_ОТРЫВОК ТЕКСТА_

::::::::

Однако именно в 1830-е гг., когда П. создаёт свои гл. произведения, у него становится всё меньше читателей: вкусы читающей публики изменились. Поэма «Полтава», в которой П. предпринял не только опыт полемики с декабристской традицией осмысления личности Петра I и его эпохи, но и попытку синтезировать поэтику романтич. поэмы с высоким стилем оды и эпопеи, успеха не имела; последние главы «Евгения Онегина» раскупались с трудом, известность «Повестей Белкина» ограничилась иронич. комментариями журналистов, «Борис Годунов» был принят лит. критикой холодно или враждебно, тираж «Истории Пугачёвского бунта» не раскупался.
Впервые о собств. близкой смерти П. начал говорить после того, как в 1831 умер его ближайший друг А. А. Дельвиг; постепенно эта тема занимает всё большее место в творчестве поэта. Так, в «Осени» образ корабля и знаменитый вопрос «Куда ж нам плыть?» двусмысленны, указывая как на попытку выбрать лит. сюжет, так и на осознание необходимости выбирать между жизнью и смертью: в европ. эмблематической традиции корабль, входящий в гавань, символизировал смерть и жизнь вечную. Мотивами грусти и одиночества проникнуты стихотворения «Пора, мой друг, пора!» (1834, опубл. в 1886), «Странник» (1835, опубл. в 1841), «Полководец» (1835, опубл. в 1836), «Когда за городом, задумчив, я брожу...» (1836, опубл. в 1857); предчувствием близкой смерти отмечено стих. «Я памятник себе воздвиг нерукотворный…» (1836, опубл. в 1841).

::::::::

(Записи из набора точечной разметки)
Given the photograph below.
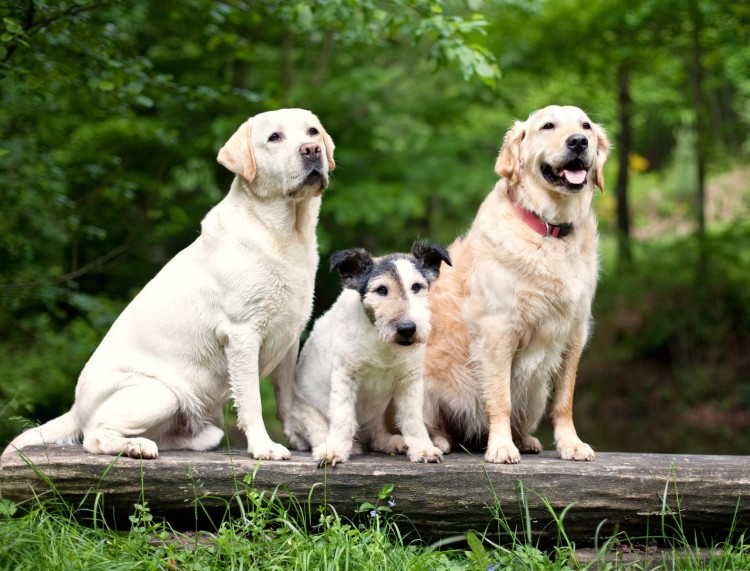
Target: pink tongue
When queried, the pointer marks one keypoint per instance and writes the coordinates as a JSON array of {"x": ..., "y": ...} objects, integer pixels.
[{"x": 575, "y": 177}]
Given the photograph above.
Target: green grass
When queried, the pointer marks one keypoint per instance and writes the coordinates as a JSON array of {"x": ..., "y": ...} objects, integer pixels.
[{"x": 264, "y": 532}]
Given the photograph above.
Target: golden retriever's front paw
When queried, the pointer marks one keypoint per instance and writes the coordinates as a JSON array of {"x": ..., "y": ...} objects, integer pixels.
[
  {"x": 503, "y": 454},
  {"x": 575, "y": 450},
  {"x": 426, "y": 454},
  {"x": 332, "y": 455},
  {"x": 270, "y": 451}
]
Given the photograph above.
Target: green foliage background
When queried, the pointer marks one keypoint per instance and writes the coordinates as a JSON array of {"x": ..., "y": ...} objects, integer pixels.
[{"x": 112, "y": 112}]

::::::::

_ЗАДАНИЯ_
(a) Перепишите часть отрывка без изменений: начните с места, где стоят слова «Впервые о собств.», и остановитесь после слов «опубл. в 1841).».
(b) Ответьте по отрывку на вопросы:
(i) Какая поэма, согласно тексту, успеха не имела?
(ii) Смерть какого друга и в каком году побудила поэта впервые заговорить о собственной близкой смерти?
(iii) Что символизировал корабль, входящий в гавань, в европейской эмблематической традиции?
(c) Перечислите все стихотворения, которые, по словам отрывка, проникнуты мотивами грусти и одиночества.

_ОТВЕТЫ_
(a)
Впервые о собств. близкой смерти П. начал говорить после того, как в 1831 умер его ближайший друг А. А. Дельвиг; постепенно эта тема занимает всё большее место в творчестве поэта. Так, в «Осени» образ корабля и знаменитый вопрос «Куда ж нам плыть?» двусмысленны, указывая как на попытку выбрать лит. сюжет, так и на осознание необходимости выбирать между жизнью и смертью: в европ. эмблематической традиции корабль, входящий в гавань, символизировал смерть и жизнь вечную. Мотивами грусти и одиночества проникнуты стихотворения «Пора, мой друг, пора!» (1834, опубл. в 1886), «Странник» (1835, опубл. в 1841), «Полководец» (1835, опубл. в 1836), «Когда за городом, задумчив, я брожу...» (1836, опубл. в 1857); предчувствием близкой смерти отмечено стих. «Я памятник себе воздвиг нерукотворный…» (1836, опубл. в 1841).

(b)
(i) «Полтава».
(ii) Смерть А. А. Дельвига в 1831 году.
(iii) Смерть и жизнь вечную.

(c)
«Пора, мой друг, пора!»
«Странник»
«Полководец»
«Когда за городом, задумчив, я брожу...»